▸ **取り組む課題**
A. ウォルター・クレーンの絵についての文章によると、クレーンが活躍したのはいつ頃ですか。
B. ウォルター・クレーンの絵についての文章を、最後の文の後から書き進めてください。

▸ **読解用の抜粋**
★ ★ ★ ★ ★

19世紀末から20世紀初頭に活躍した
ウォルター・クレーンは
人が生理的に持つ
「好き、嫌い」「快、不快」などを含む感性を
こんなに繊細な絵で表した。
心の奥深くにある
他人からの干渉が一切入らない
純粋な場所のこと。
自分を偽れない場所でもあり
現代社会においては
この場所を守ることは難しいかも知れない。
でも、自分以外には誰もアクセスできない
大切な場所でもある。
美しく、可視化されたこの絵を見ると
心の、この部分を守ってきたこと
ここからのエネルギーを
やっと、外に出そうとしていることに
改めて、励まされる想いがする。
※※※
今、フォルクレを弾いていて
心の張りが緩みきった状態で
楽器と対話する安らぎに浸っている。

★ ★ ★ ★ ★

▸ **元データの行**
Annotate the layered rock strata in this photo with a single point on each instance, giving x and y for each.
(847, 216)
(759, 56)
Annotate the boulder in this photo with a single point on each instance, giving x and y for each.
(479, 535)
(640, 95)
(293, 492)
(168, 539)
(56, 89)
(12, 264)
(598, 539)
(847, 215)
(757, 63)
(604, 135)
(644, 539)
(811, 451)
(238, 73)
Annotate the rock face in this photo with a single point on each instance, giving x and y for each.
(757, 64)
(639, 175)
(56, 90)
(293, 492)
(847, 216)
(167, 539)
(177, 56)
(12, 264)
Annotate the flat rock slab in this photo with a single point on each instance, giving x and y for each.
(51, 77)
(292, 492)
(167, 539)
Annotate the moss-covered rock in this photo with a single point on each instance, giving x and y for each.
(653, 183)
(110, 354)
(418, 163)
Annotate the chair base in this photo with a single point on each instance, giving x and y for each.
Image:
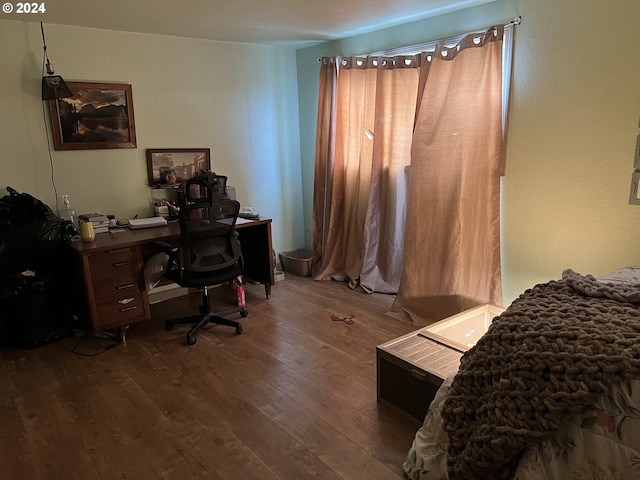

★ ★ ★ ★ ★

▸ **演習の解答**
A. 19世紀末から20世紀初頭です。

B.
なんども調整を変えて出てくるテーマ
その度に、響きや残響が違う。
ヴィオラダガンバだから。
同じテーマ、音型なら
全て同じ表情で弾くべきだと
固く信じている人もいる。
そういう人と共演すると
アーティキュレーションや
ディナーミクは揃えながらも
楽器と、対話ができなくなる。
今、私の楽器は
決して、演奏会で
伸びやかに歌える状態ではない。
方向が、外に向いていないから。
でも、形ではなくて
こんなに楽器の声を聞けるなんて
なんだか、泣きそうになる。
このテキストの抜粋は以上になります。